**EXERCISE**
Set down every record below exactly as it appears, but without the pictures.
********
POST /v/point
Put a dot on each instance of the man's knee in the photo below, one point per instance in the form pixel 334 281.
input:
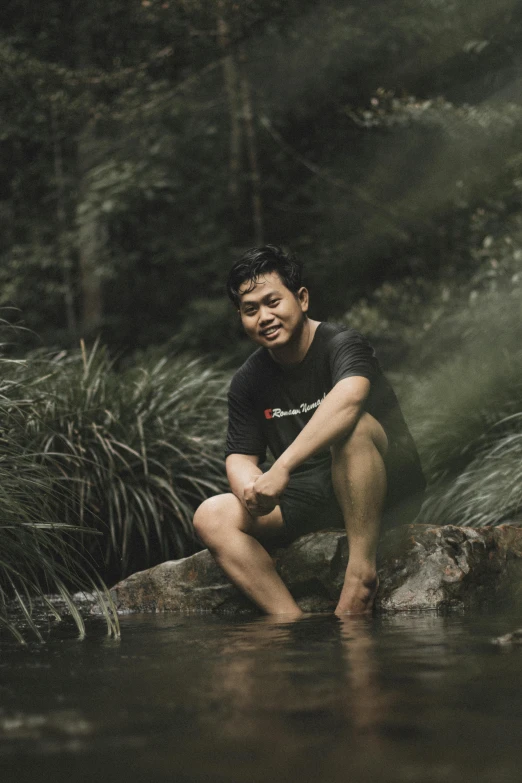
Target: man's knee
pixel 215 515
pixel 367 433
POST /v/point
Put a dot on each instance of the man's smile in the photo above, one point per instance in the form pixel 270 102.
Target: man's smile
pixel 270 331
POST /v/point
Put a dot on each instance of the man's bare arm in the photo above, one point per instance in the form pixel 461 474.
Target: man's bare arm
pixel 242 469
pixel 334 419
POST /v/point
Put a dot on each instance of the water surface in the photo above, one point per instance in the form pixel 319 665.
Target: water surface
pixel 411 697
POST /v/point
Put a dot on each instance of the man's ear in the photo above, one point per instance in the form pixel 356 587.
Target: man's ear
pixel 304 298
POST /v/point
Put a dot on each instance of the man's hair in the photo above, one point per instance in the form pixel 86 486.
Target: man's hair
pixel 259 261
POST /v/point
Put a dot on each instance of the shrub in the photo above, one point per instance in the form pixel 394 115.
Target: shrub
pixel 138 450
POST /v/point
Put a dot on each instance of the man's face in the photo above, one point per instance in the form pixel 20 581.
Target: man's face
pixel 271 314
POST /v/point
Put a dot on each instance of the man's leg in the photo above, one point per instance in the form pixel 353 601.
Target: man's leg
pixel 359 480
pixel 228 530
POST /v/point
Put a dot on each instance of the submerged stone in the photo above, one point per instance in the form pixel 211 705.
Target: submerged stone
pixel 420 567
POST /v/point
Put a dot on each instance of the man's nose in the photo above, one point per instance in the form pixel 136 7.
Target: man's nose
pixel 265 315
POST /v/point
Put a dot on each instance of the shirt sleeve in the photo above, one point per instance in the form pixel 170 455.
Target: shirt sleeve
pixel 351 354
pixel 244 435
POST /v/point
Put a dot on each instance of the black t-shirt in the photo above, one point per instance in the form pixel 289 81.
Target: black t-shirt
pixel 269 404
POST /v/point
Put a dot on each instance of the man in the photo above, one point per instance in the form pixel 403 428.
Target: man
pixel 314 394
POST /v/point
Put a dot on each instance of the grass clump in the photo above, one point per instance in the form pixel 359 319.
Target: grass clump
pixel 137 450
pixel 39 555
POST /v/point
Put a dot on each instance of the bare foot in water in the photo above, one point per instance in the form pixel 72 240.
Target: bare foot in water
pixel 358 594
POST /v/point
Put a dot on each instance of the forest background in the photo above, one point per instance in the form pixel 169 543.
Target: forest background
pixel 145 144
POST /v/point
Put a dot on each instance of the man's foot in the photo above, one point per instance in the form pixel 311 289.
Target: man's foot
pixel 358 594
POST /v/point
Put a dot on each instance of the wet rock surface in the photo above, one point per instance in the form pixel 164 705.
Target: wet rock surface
pixel 420 568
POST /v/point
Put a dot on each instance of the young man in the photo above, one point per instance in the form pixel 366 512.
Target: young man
pixel 314 394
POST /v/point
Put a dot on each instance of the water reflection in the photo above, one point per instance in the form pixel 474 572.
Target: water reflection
pixel 415 697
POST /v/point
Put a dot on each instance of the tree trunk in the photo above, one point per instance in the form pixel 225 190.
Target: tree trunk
pixel 92 229
pixel 230 78
pixel 251 145
pixel 61 219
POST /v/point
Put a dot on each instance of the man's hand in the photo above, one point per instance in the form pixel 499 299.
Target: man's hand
pixel 262 495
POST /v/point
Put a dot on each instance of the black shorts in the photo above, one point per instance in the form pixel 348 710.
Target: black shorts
pixel 309 503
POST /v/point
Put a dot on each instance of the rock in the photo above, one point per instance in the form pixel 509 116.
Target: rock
pixel 424 567
pixel 509 638
pixel 420 567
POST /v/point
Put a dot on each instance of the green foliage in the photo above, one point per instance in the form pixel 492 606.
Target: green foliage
pixel 39 555
pixel 137 450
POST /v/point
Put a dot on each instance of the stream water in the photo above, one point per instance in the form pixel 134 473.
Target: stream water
pixel 410 697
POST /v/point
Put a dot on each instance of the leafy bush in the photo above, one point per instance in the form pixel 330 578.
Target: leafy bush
pixel 138 450
pixel 38 553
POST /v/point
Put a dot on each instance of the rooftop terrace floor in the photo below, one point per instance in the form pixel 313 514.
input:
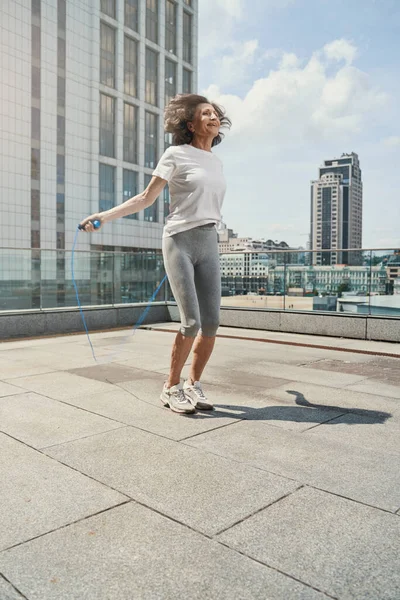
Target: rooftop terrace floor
pixel 290 489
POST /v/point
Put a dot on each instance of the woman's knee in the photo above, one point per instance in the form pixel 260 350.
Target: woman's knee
pixel 190 328
pixel 210 329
********
**FINISHED EXERCISE**
POST /v/point
Put a dot on each instance of the man's knee in the photo below, one point per instance in the form pixel 334 281.
input:
Target: man's knee
pixel 215 515
pixel 367 433
POST /v/point
Put a dot on each instance of the man's smile in the photo above, one point per instance in the form pixel 270 102.
Target: man's smile
pixel 270 331
POST /v/point
Put a dot on each instance of the man's bare arm in the photo above, one point per instance in the form pixel 461 474.
Target: man's bare arm
pixel 242 469
pixel 334 419
POST /v/point
Put a dot on each instance of the water surface in the photo above, one point per instance in the form pixel 319 665.
Target: water surface
pixel 411 697
POST /v/point
Put a dot on each instance of the man's ear in the photo above, one point per instance in the form pixel 356 587.
Target: man's ear
pixel 304 298
POST /v/point
Put a dot on each instance of the man's hair in the photo above, one point per instance in the form pixel 86 486.
Target: man's hair
pixel 259 261
POST /v/point
Put a dot on each instance of the shrub in the photo above, one point per instance in the form pixel 394 115.
Target: shrub
pixel 138 450
POST /v/point
Put a dot on each instance of the man's face in the photo above, one point per instance in the form pixel 20 581.
Target: man's face
pixel 271 314
POST /v/point
Put a dot on each instance of the man's leg in the photo above, one point per instance in the form pixel 353 601.
Target: man's leg
pixel 359 480
pixel 228 530
POST /v/point
Put a dot on each instance of the submerged stone in the photo above, one point per instance in the form pixel 211 705.
Target: submerged stone
pixel 420 567
POST /v/point
Put a dot on each instance of the man's nose in the photo above, one point per instance in the form pixel 136 7.
Target: man's nose
pixel 265 315
POST /v/point
Put a dot on each instance of the shirt sleeve in the photo above, one point per instance in the form pixel 170 455.
Target: shirt sleeve
pixel 351 354
pixel 244 435
POST /v/point
Put a dot on each instance of the black t-shirt in the photo above, one point per instance in the form pixel 289 81.
Target: black t-shirt
pixel 269 404
POST /v/point
Put a dot on each instance of the man in the photo above, one point per instance in the form pixel 403 428.
Target: man
pixel 314 394
POST /v/point
Put a dot on each instance of the grass clump in the photo above, one point per instance in the form pixel 359 319.
Target: grass clump
pixel 137 450
pixel 39 555
POST /v/point
Put a dot on each instance of the bare foot in water in the photo above, one point per instance in the form pixel 72 240.
Target: bare foot in water
pixel 358 594
POST /v/point
Put a dot on each instance of the forest background in the photo above, one point per instance in the form pixel 169 543.
Target: forest background
pixel 145 144
POST /v/point
Put a dot on each instance of the man's foot in the photo above, one point per instance in the form pixel 311 289.
Target: man's foot
pixel 358 594
POST /v/point
Put a dot on each instance of the wet rock surface in the photo above, one point per instance in the form pixel 164 705.
Target: wet rock surface
pixel 420 568
POST /v/point
Put a dot on each instance of the young man in the photo above, one point per instance in the form pixel 366 512.
Target: young man
pixel 314 394
POST /v/point
Put a dot on each instance of the water reflection in the photo above, one point per instance in the form pixel 474 572.
Target: water reflection
pixel 415 697
POST /v/point
Put a dot on each instance of the tree trunk in the photo above, one point per instance in the form pixel 225 190.
Target: tree trunk
pixel 92 229
pixel 230 78
pixel 251 145
pixel 61 219
POST /v/point
Put a dot on each instance of the man's hand in the photo above, one point per instance in the form pixel 499 299.
Target: man's hand
pixel 262 495
POST /v/point
Put a dot on each instance of the black shorts in the photo above, one point per instance in the form pixel 348 710.
Target: black shorts
pixel 309 503
POST /v/point
Put a dot on each instance of the rock in the photo above, one point per instance in the form pixel 509 116.
Target: rock
pixel 424 567
pixel 509 638
pixel 420 567
POST /v/point
Put a dot on each instance of the green foliage in the photo above, one point per instance in the form pixel 492 606.
Target: green foliage
pixel 39 555
pixel 137 450
POST /v/point
Put a dot on each instance of the stream water in the photo above, one point per instance in the form pixel 134 473.
Target: stream water
pixel 410 697
POST /v/point
Put a dot on each instance of the leafy bush in the photo above, one point per instance in the form pixel 330 578.
Target: leafy bush
pixel 138 450
pixel 38 553
POST /v/point
Put a dot on each instance of the rooftop terrace floor in the photo below, one point per instance in the form pixel 313 514.
input:
Target: rooftop terrace floor
pixel 290 489
POST /v/point
Put a dot on each instance of the woman's knee in the photo above, one point per instance in the form pixel 260 350.
Target: woman's knee
pixel 190 328
pixel 210 329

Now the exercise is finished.